## DAFTAR TUGAS
a: Tuliskan ulang tanpa perubahan bagian artikel tentang ketahanan ekonomi Indonesia, mulai dari "Pertumbuhan ekonomi Indonesia yang" sampai dengan "di luar negeri.".
b: Jawablah pertanyaan berikut berdasarkan artikel tentang ketahanan ekonomi Indonesia:
(i) Siapa ekonom yang pendapatnya dikutip?
(ii) Menurut data BPS, berapa pertumbuhan ekonomi Indonesia pada triwulan IV-2023 (yoy)?
(iii) Berapa pertumbuhan ekonomi Indonesia secara keseluruhan tahun 2023 (yoy)?

## POTONGAN DOKUMEN
===============

Sebuah kapal tanker bermuatan bahan bakar minyak (BBM) sandar di dermaga pelabuhan PT Pertamina (Persero) Dumai, Dumai, Riau. (BP/Ant)

JAKARTA, BALIPOST.com – Perekonomian Indonesia tidak terdampak signifikan oleh konflik Iran-Israel karena ketahanan ekonomi yang solid didukung dengan pertumbuhan ekonomi domestik yang terus berlanjut dan ekspansif. Hal itu dikatakan Ekonom Ibrahim Assuabi.

“Indonesia ini sebenarnya sudah mewanti-wanti, sudah mempunyai strategi, pada saat terjadi konflik di Rusia-Ukraina pun sudah bersiap-siap seandainya dalam kondisi yang darurat ekonomi global mengalami satu permasalahan yang serius, Indonesia akan melakukan fokus dalam negeri,” kata Ibrahim, seperti dikutip dari kantor berita Antara, Senin (15/4).

Pertumbuhan ekonomi Indonesia yang solid utamanya ditopang oleh konsumsi domestik yang meningkat, terutama saat perayaan Hari Besar Keagamaan Nasional (HBKN) seperti Idul Fitri dan mudik. Hal ini turut mendukung ketahanan ekonomi Indonesia menghadapi gejolak yang terjadi di luar negeri.

“Terbentuknya produk domestik bruto pertumbuhan ekonomi itu kan hampir 60 persen itu kan dari konsumsi masyarakat sehingga pemerintah ini berfokus terhadap bansos, BLT dan lain-lain. Tujuannya adalah untuk menggenjot konsumsi masyarakat dan konsumsi masyarakat ini memang terbukti cukup bagus,” ujarnya.

Baca juga:  Versi Edurank 2024, UI Posisi Teratas di Indonesia

Berdasarkan data Badan Pusat Statistik (BPS), pertumbuhan ekonomi Indonesia triwulan IV-2023 tumbuh sebesar 5,04 persen secara year on year (yoy), meningkat dibandingkan dengan pertumbuhan pada triwulan sebelumnya sebesar 4,94 persen (yoy).

Dengan perkembangan tersebut, pertumbuhan ekonomi Indonesia secara keseluruhan tahun 2023 tercatat tumbuh kuat sebesar 5,05 persen (yoy).

===============

(Baris dataset tentang letak objek)
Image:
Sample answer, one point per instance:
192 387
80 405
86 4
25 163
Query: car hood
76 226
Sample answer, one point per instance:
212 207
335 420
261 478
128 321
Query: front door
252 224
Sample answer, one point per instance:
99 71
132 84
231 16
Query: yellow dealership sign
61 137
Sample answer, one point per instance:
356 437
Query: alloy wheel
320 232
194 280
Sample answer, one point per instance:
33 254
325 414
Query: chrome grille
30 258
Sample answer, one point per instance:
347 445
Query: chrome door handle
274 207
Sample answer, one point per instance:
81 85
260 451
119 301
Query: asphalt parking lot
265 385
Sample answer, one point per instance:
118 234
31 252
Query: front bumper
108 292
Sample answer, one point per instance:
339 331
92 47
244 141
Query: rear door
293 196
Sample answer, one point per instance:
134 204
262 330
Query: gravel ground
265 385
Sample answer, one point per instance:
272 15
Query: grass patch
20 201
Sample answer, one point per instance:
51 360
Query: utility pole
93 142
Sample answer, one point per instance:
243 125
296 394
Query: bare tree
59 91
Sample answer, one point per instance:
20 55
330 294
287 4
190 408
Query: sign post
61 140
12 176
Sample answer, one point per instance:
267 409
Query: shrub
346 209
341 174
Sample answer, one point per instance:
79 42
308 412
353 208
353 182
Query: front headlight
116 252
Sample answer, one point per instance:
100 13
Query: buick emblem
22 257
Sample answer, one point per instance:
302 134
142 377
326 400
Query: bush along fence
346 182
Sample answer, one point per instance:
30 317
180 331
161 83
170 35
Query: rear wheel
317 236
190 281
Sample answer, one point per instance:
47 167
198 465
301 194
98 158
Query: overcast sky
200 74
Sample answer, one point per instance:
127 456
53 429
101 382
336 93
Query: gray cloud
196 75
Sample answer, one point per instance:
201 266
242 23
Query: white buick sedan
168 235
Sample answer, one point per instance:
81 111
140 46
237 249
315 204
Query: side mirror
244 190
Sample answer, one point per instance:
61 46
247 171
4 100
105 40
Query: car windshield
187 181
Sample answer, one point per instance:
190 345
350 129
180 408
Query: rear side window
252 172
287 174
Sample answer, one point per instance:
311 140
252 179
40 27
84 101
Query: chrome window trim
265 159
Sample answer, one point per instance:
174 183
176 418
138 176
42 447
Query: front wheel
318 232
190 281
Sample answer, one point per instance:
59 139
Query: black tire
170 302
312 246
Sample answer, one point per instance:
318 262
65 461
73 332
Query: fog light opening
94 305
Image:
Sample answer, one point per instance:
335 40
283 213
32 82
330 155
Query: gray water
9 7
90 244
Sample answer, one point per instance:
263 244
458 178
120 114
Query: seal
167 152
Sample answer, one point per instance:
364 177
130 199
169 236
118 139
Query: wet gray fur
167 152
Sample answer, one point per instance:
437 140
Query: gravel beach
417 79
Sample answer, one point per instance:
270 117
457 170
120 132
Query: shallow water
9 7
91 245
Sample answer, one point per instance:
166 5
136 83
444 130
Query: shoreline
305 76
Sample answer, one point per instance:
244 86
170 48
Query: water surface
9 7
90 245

===============

## KUNCI JAWABAN
a:
Pertumbuhan ekonomi Indonesia yang solid utamanya ditopang oleh konsumsi domestik yang meningkat, terutama saat perayaan Hari Besar Keagamaan Nasional (HBKN) seperti Idul Fitri dan mudik. Hal ini turut mendukung ketahanan ekonomi Indonesia menghadapi gejolak yang terjadi di luar negeri.

b:
(i) Ibrahim Assuabi
(ii) 5,04 persen
(iii) 5,05 persen